# EXTRAIT FOURNI
***

Deux ans que ça dure. Après une période de forte croissance, la bio fait désormais face à des difficultés, résultant d’une « baisse de la consommation et d’un léger effet de surproduction », analyse Philippe Leymat président d’Interbio Nouvelle-Aquitaine. Si la vente directe se maintient voire se développe (+4,9 %), le recul de la consommation en grande surface et particulièrement dans les magasins spécialisés est sans appel. -4,6 % dans les premières, -8,6 % dans les seconds.
En cause « un changement des comportements alimentaires qui est général suite à la crise sanitaire » , pointe-t-il, et « des entreprises de grandes surfaces qui ne jouent pas le jeu » en diminuant assez drastiquement l’offre bio en magasin, ajoute Marie Griffaton, élue à la chambre régionale d’agriculture Nouvelle-Aquitaine.
Conséquence de deux ans de crise, la production bio perd de son élan en Nouvelle-Aquitaine, constate Sylvie Dulong, présidente de Bio Nouvelle-Aquitaine. En effet, si la région compte 844 nouveaux producteurs bio en 2022, ils étaient 1 278 à s’engager l’année précédente. Une décélération sur l’installation qui fait face en outre à une augmentation du nombre des arrêts d’engagement : « 596 arrêts d’engagement contre 457 en 2021. Si un tiers relève de départs à la retraite ou cession, un second tiers correspond à un arrêt de la certification bio », pointe la présidente, qui note aussi que les fermes qui arrêtent la certification « sont bien souvent des fermes mixtes. Lorsque l’on est totalement engagé en bio on ne se déconvertit pas facilement. Ça démontre aussi que l’appui et le support technique est important pour rester en bio ». Le troisième tiers des arrêts sont liés à des changements administratifs ou de structure.
Technique, diversification, communication et aides publiques
Le message des responsables de la filière bio est donc clair face à le crise. Il s’agit pour les producteurs de consolider leurs exploitations, d’être résilients. « L’agriculture bio c’est beaucoup plus de coûts et de risques que le conventionnel, il faut donc renforcer l’aspect technique mais aussi être accompagner financièrement pour passer ces caps difficiles », argumente Marie Griffaton. « Parmi les leviers de développement, il y a aussi la question de la diversification de ces productions afin de pouvoir multiplier les canaux de distribution. Mais il est certain que les pouvoirs publics ont un énorme rôle à jouer pour soutenir l’offre et la demande », acquiesce également Sylvie Dulong.

***

# DONNÉES FOURNIES
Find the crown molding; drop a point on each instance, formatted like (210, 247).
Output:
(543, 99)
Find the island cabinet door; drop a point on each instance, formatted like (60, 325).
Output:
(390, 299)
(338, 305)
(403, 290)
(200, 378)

***

# CONSIGNE 1
Recopiez le passage de l'article sur la bio en Nouvelle-Aquitaine, depuis "Technique, diversification, communication" jusqu'à "également Sylvie Dulong." inclus.
# CONSIGNE 2
Dressez la liste de toutes les personnes citées nommément dans l'article sur la bio en Nouvelle-Aquitaine.
# CONSIGNE 3
Rédigez la suite de l'article sur la bio en Nouvelle-Aquitaine, en reprenant après sa dernière phrase.

# RÉSULTAT DE L'EXERCICE 1
Technique, diversification, communication et aides publiques
Le message des responsables de la filière bio est donc clair face à le crise. Il s’agit pour les producteurs de consolider leurs exploitations, d’être résilients. « L’agriculture bio c’est beaucoup plus de coûts et de risques que le conventionnel, il faut donc renforcer l’aspect technique mais aussi être accompagner financièrement pour passer ces caps difficiles », argumente Marie Griffaton. « Parmi les leviers de développement, il y a aussi la question de la diversification de ces productions afin de pouvoir multiplier les canaux de distribution. Mais il est certain que les pouvoirs publics ont un énorme rôle à jouer pour soutenir l’offre et la demande », acquiesce également Sylvie Dulong.

# RÉSULTAT DE L'EXERCICE 2
- Philippe Leymat, président d'Interbio Nouvelle-Aquitaine
- Marie Griffaton, élue à la chambre régionale d'agriculture Nouvelle-Aquitaine
- Sylvie Dulong, présidente de Bio Nouvelle-Aquitaine

# RÉSULTAT DE L'EXERCICE 3
Des travaux sont aussi à mener (ou à poursuivre) autour des consommateurs, « ils ne sont pas assez informés de ce à quoi la bio peut contribuer en terme d’enjeux environnementaux et sur leur propre santé », estime Sylvie Dulong.
« On ne peut pas laisser la réponse de la crise aux seuls agriculeurs bio », synthétise Philippe Leymat, qui cite en exemple la commande publique. « Il doit y avoir une exemplarité en la matière, or trop de cuisines publiques sont en dessous des objectifs Egalim. Il y a pourtant des exemples qui nous montre que c’est possible, à coûts constants », à l’image du SIVU Bordeaux-Mérignac qui confectionne plus de 23 000 repas par jour, avec 46% de produits bio et des fruits et légumes de saison .
Mois de la Bio du 3 au 30 novembre 2023
Si la filière du bio veille à faire entendre sa voix pour reconquérir un certain nombre d’enveloppes nationales et européennes visant au maintien de l’agriculture biologique, les choses se jouent donc aussi dans les fermes, en optimisant les techniques et en diversifiant les productions.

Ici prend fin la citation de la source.